== Required task ==
Set down the material below in full, matching it exactly.

== Task inputs ==

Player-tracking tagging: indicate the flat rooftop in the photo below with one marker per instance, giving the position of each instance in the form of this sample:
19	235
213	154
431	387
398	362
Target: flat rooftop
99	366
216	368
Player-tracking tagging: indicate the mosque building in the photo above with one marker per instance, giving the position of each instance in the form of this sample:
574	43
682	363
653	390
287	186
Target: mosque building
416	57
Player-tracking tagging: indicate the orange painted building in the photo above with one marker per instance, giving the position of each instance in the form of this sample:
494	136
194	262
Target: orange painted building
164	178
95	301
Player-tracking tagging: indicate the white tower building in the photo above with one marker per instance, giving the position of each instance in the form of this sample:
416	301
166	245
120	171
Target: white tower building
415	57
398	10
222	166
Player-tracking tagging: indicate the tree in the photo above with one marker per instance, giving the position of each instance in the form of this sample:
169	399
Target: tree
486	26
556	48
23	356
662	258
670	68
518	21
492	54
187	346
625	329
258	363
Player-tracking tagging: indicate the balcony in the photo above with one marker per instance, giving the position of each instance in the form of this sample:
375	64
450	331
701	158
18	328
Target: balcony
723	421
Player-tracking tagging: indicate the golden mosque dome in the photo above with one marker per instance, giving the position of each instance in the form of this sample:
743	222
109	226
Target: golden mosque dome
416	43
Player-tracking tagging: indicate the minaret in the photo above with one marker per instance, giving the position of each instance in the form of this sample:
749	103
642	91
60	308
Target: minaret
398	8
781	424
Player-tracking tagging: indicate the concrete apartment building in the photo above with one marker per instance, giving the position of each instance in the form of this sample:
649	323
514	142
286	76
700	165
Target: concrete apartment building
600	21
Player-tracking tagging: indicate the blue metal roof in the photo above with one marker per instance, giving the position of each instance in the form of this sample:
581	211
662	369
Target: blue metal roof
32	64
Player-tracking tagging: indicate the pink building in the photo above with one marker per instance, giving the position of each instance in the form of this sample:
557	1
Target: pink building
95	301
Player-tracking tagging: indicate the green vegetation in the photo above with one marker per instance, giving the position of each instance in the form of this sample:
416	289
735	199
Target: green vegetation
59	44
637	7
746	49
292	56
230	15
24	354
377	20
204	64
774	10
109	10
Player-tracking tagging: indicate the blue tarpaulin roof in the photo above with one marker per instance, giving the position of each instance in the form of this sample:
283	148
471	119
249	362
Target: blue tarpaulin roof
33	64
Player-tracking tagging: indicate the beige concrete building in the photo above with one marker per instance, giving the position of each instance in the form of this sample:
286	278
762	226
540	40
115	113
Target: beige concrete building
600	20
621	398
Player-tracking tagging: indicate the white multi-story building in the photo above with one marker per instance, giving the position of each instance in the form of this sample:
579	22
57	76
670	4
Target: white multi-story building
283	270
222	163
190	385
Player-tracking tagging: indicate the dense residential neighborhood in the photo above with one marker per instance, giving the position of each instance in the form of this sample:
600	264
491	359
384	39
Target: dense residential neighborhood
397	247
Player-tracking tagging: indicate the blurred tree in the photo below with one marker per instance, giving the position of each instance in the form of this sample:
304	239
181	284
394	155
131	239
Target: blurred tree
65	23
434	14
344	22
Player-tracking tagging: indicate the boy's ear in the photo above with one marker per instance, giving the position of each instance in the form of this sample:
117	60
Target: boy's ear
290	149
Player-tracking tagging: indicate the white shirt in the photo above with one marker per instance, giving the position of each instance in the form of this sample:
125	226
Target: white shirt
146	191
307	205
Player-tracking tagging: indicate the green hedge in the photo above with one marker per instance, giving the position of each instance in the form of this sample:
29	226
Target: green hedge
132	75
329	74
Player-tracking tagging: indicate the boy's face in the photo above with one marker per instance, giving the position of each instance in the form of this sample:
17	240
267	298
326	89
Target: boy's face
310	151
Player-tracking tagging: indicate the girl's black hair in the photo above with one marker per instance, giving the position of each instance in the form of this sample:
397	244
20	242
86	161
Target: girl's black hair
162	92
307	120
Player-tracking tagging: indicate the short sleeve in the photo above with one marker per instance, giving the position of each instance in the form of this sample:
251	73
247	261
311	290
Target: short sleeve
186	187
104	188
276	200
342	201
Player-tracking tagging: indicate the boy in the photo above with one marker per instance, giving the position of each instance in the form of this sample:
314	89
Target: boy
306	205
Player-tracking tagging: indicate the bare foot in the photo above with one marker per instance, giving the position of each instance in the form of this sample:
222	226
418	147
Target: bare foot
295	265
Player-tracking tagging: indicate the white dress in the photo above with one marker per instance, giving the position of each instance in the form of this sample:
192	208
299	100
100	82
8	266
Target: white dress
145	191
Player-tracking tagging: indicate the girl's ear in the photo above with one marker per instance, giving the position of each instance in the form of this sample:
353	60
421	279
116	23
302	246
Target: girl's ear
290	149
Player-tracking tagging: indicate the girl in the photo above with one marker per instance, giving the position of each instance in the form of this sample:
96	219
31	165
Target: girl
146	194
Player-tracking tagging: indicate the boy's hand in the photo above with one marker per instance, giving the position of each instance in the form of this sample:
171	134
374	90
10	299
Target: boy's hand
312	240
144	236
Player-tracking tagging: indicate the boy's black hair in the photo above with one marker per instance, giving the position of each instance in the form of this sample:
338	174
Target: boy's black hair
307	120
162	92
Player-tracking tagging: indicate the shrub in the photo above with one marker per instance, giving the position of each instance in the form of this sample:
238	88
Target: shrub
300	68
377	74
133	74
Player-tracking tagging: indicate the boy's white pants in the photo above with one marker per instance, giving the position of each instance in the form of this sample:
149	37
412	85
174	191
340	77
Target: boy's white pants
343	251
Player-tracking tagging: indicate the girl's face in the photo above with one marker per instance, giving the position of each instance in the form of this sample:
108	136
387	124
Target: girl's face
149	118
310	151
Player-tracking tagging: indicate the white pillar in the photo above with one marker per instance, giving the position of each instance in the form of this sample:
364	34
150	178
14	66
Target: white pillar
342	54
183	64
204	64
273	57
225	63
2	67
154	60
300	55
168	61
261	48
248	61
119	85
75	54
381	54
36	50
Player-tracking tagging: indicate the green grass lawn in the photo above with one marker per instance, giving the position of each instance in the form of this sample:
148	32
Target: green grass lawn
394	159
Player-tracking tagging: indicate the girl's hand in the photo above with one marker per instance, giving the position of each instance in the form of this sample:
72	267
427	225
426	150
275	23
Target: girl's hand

== The reply ==
Player-tracking tagging: indicate the flat rooftop in the photo below with one marker per instance, giving the position of each instance in the form of this sample:
19	235
213	154
431	387
398	362
Target: flat rooftop
99	366
216	368
Player-tracking tagging: indicate the mosque building in the photo above with one marker per instance, giving the position of each instance in the form of this sample:
574	43
682	363
653	390
287	186
Target: mosque building
416	57
Player-tracking tagging: indicate the orange painted building in the photo above with one marker per instance, giving the position of each instance in the form of this sample:
494	136
194	262
Target: orange painted building
164	178
95	301
Player-tracking tagging: indicate the white tower building in the photo above with one marker per instance, giving the position of each instance in the form of this sample:
416	301
166	245
120	171
Target: white tower building
415	57
398	10
222	166
Player-tracking tagging: indicate the tree in the photo above with one marker per instance, giving the position of each instance in the form of this sample:
169	399
Target: tree
486	26
556	48
23	356
662	258
670	68
518	21
492	54
187	346
625	329
258	363
Player-tracking tagging: indicate the balcony in the photo above with one marker per instance, giving the position of each instance in the form of this sample:
375	64
450	331
701	158
18	328
Target: balcony
723	421
Player-tracking tagging: indicate the golden mosque dome in the photo above with one marker per instance, giving the position of each instance in the form of this sample:
743	222
109	226
Target: golden mosque dome
416	43
Player-tracking tagging: indicate the minaret in the photo above with one marker per instance, giving the position of each instance in the form of this sample:
749	103
642	91
60	308
Target: minaret
398	8
781	424
Player-tracking tagging: indicate the concrete apartment building in the photo above with one marker per instance, giving the position of each instance in the form of this sample:
649	323
514	142
286	76
700	165
Target: concrete apartment building
600	21
Player-tracking tagging: indicate the blue metal roof in the photo above with one marker per instance, giving the position of each instance in the form of this sample:
581	211
662	369
Target: blue metal roof
32	64
Player-tracking tagging: indicate the pink building in the photo above with one marker per instance, giving the position of each instance in the form of this sample:
557	1
Target: pink building
95	301
Player-tracking tagging: indicate the green vegetation in the photo above with one marker per instance, giving the position of each instance in the form of this sample:
416	289
735	199
Target: green vegetation
59	44
637	7
746	49
292	56
230	15
24	354
377	20
204	64
774	10
109	10
Player-tracking tagging: indicate the blue tarpaulin roof in the photo above with one marker per instance, giving the position of each instance in the form of this sample:
283	148
471	119
249	362
Target: blue tarpaulin roof
33	64
Player-tracking tagging: indicate the beige concrete building in the photo above with one marker per instance, giving the position of each instance in the form of this sample:
286	278
762	226
540	40
115	113
Target: beige concrete building
600	20
621	398
Player-tracking tagging: indicate the white multi-story building in the photo above with one marker per instance, giving the position of each instance in the form of this sample:
579	22
57	76
670	4
Target: white multi-story building
283	270
222	163
190	385
Player-tracking tagging: indicate the dense residential neighborhood in the photo above with one marker per instance, giving the position of each instance in the form of this sample:
600	264
491	359
384	39
Target: dense residential neighborhood
397	247
Player-tracking tagging: indicate the blurred tree in the photo below with one marker per instance, giving the position of each instance in the form of this sample:
304	239
181	284
394	155
131	239
Target: blurred tree
65	23
434	14
344	22
Player-tracking tagging: indicate the boy's ear in the photo above with one marker per instance, giving the position of each instance in the form of this sample:
117	60
Target: boy's ear
290	149
Player-tracking tagging: indicate the white shirt in the photo above with one marker per instance, giving the position of each instance in the form of this sample:
125	226
Target: white shirt
146	191
307	205
Player-tracking tagging: indicate the green hedge in the photo above with one marker per instance, giving the position of each instance in the form of this sample:
29	226
Target: green hedge
132	75
329	74
Player-tracking tagging: indicate the boy's face in the photo above with one marker per instance, giving the position of each instance in the form of this sample:
17	240
267	298
326	89
Target: boy's face
310	151
Player-tracking tagging: indicate the girl's black hair in the photo above with one marker per instance, giving the position of each instance in the form of this sample:
397	244
20	242
86	161
Target: girl's black hair
162	92
307	120
Player-tracking tagging: indicate the short sleeve in the photo above with one marker per instance, giving the position of each instance in the form of this sample:
251	73
247	261
311	290
Target: short sleeve
186	187
104	188
276	200
342	201
Player-tracking tagging: indicate the boy in the photo above with one marker per instance, giving the position of each instance in the form of this sample:
314	89
Target: boy
306	205
Player-tracking tagging: indicate the bare foot in the photo above with one marker per instance, giving the position of each instance in the form of this sample:
222	226
418	147
Target: bare foot
295	265
Player-tracking tagging: indicate the white dress in the photo above with one marker per instance, giving the position of each instance in the form of this sample:
192	208
299	100
100	82
8	266
Target: white dress
145	191
Player-tracking tagging: indicate the girl's ear in the photo above with one marker per instance, giving the position of each instance in the form of this sample:
353	60
421	279
116	23
302	246
Target: girl's ear
290	149
Player-tracking tagging: indicate the girl in the photo above with one marker per instance, giving the position of each instance in the form of this sample:
96	219
31	165
Target: girl
146	194
Player-tracking tagging: indicate the boy's hand in the photo above with one marker per instance, giving the position of each instance in the form of this sample:
171	134
374	90
10	299
Target: boy's hand
312	240
144	236
Player-tracking tagging: indicate the boy's black hair in the photo above with one marker per instance, giving the position of each instance in the form of this sample:
338	174
Target: boy's black hair
307	120
162	92
Player-tracking tagging: indicate the shrub in the photo above with one marker per instance, giving the position of each instance in the form of this sample:
238	88
Target: shrub
300	68
377	74
133	74
Player-tracking tagging: indicate the boy's white pants in the photo above with one marker per instance, giving the position of each instance in the form of this sample:
149	37
412	85
174	191
340	77
Target: boy's white pants
343	251
Player-tracking tagging: indicate the girl's face in the photo above with one marker per instance, giving the position of each instance in the form of this sample:
108	136
387	124
Target: girl's face
149	118
310	151
Player-tracking tagging: indicate the white pillar in the photo above with one marker per instance, giving the position of each instance in the form of this sample:
364	34
150	178
14	66
Target: white pillar
342	54
183	64
204	64
273	57
225	63
2	67
154	60
300	55
168	61
261	48
248	61
119	85
75	54
381	54
36	50
Player-tracking tagging: indicate the green grass lawn in the photo above with one marker per instance, giving the position of each instance in the form of this sample:
148	32
Target: green grass lawn
394	159
Player-tracking tagging: indicate the girl's hand in the photo above with one marker per instance, giving the position of each instance in the form of this sample:
72	267
427	225
426	150
275	23
Target: girl's hand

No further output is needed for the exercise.